### What to do
Each record needs to be transcribed exactly.

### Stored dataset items
+---+

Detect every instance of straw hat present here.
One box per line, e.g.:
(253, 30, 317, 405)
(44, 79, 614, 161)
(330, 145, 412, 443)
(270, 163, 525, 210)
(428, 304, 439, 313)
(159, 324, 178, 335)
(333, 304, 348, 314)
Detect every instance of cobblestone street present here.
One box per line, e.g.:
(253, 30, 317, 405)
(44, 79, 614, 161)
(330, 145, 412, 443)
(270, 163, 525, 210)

+---+

### Solved problem
Detect every instance of straw hat present here.
One box per line, e.g.:
(253, 30, 317, 405)
(44, 79, 614, 161)
(330, 145, 412, 443)
(270, 163, 525, 210)
(428, 304, 439, 313)
(159, 324, 178, 335)
(333, 304, 348, 314)
Detect every instance of cobblestone street present here.
One box per line, e.g.:
(253, 30, 317, 405)
(44, 79, 614, 161)
(330, 145, 412, 443)
(270, 163, 525, 210)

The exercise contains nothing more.